Can you duplicate every entry below word for word, leaving the pictures out?
━━━━━━━━━━━━━━━━
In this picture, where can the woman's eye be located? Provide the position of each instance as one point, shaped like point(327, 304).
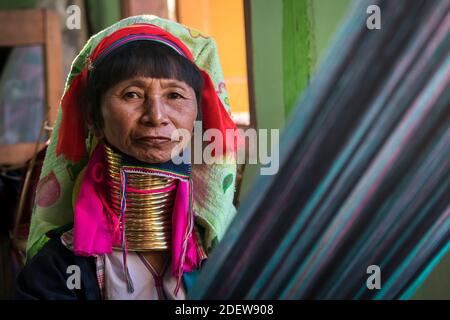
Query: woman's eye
point(131, 95)
point(175, 95)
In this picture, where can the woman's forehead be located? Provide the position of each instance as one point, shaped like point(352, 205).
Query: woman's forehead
point(147, 81)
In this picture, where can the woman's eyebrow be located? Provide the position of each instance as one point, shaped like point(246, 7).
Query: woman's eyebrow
point(173, 83)
point(136, 82)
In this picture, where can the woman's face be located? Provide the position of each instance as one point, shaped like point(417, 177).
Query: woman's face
point(141, 114)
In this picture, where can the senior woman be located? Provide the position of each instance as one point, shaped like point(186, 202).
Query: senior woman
point(115, 216)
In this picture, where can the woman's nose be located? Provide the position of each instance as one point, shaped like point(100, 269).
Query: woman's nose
point(154, 113)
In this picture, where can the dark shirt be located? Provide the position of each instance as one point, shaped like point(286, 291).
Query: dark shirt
point(45, 275)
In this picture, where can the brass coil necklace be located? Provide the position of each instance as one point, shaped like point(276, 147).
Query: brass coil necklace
point(148, 216)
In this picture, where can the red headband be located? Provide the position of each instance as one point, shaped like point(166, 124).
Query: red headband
point(72, 130)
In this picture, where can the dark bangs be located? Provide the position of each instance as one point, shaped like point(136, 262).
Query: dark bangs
point(139, 58)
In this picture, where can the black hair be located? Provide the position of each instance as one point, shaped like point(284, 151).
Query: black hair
point(139, 58)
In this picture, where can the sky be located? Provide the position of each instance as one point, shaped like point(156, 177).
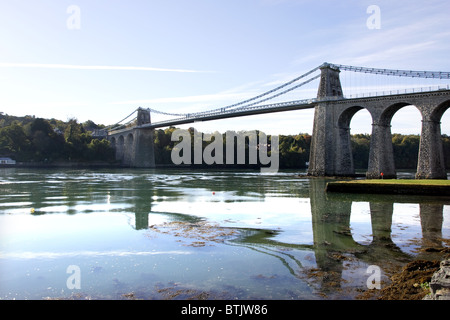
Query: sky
point(101, 59)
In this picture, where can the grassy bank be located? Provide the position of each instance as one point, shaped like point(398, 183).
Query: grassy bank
point(392, 186)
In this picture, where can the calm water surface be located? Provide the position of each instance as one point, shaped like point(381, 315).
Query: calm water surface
point(158, 234)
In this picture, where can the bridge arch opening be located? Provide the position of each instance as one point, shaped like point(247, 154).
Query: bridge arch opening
point(442, 116)
point(405, 122)
point(356, 136)
point(120, 146)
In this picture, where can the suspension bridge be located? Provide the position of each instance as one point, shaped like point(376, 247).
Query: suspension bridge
━━━━━━━━━━━━━━━━
* _SOLUTION_:
In this picture, where can the woman's eye be located? Provide the position of each instance as one point, shaped like point(327, 304).
Query: woman's eye
point(131, 95)
point(175, 95)
In this picture, where can the woman's forehead be located? Provide the position of each instance as one point, shaped like point(352, 205).
Query: woman's forehead
point(147, 81)
In this picture, where can the woman's eyebrow be located? Provide the position of each instance as one point, shaped like point(246, 7).
Query: woman's eyebrow
point(173, 83)
point(136, 82)
In this picture, where can the woman's face be located? Provide the position of each instance as one point, shaped like point(417, 177).
Query: woman's face
point(141, 114)
In this picture, where can the senior woman be located? Provide the position of each instance as one point, shaped like point(186, 202).
Query: senior woman
point(115, 216)
In this picture, where can the woman's nose be located? Provide the position of each instance as one point, shaped like point(100, 269).
Query: woman's nose
point(154, 113)
In this picture, where can the dark shirt be located? Provide the position of each instance as one point, shaped like point(286, 291).
Query: dark shirt
point(45, 275)
In this picture, where can the brass coil necklace be located? Provide the position of each instance as one point, shaped like point(276, 147).
Query: brass coil necklace
point(148, 216)
In this picture, where can the red headband be located? Provide the position of each instance as one point, shaped like point(166, 124).
Query: red headband
point(72, 130)
In this picture, where can the dark bangs be located? Provide the position of each instance as one point, shaped like point(136, 262).
Query: dark bangs
point(139, 58)
In this picture, where can the black hair be located? Provide the position of each instance as one point, shaped like point(284, 151).
Query: black hair
point(139, 58)
In this picture, where can the sky be located? Provide the position of each instance as one point, shaped like point(156, 177).
Query: sky
point(101, 59)
In this picture, where can the grassy bank be located? Provide the position of each instance as one point, shaped like point(398, 183).
Query: grassy bank
point(392, 186)
In this picture, where can the calm water surface be located? Provide the position of each instance as one point, shaped like point(381, 315).
Query: calm water surface
point(158, 234)
In this picture, where can the bridge arch opening be located? Provide the position of each instance as one point, shaped like point(247, 154).
Query: bridge arch opening
point(442, 116)
point(405, 122)
point(356, 136)
point(120, 146)
In this picture, where can the suspension bridge be located? Provide the position of each instance as one point, shaped like point(376, 247).
Query: suspension bridge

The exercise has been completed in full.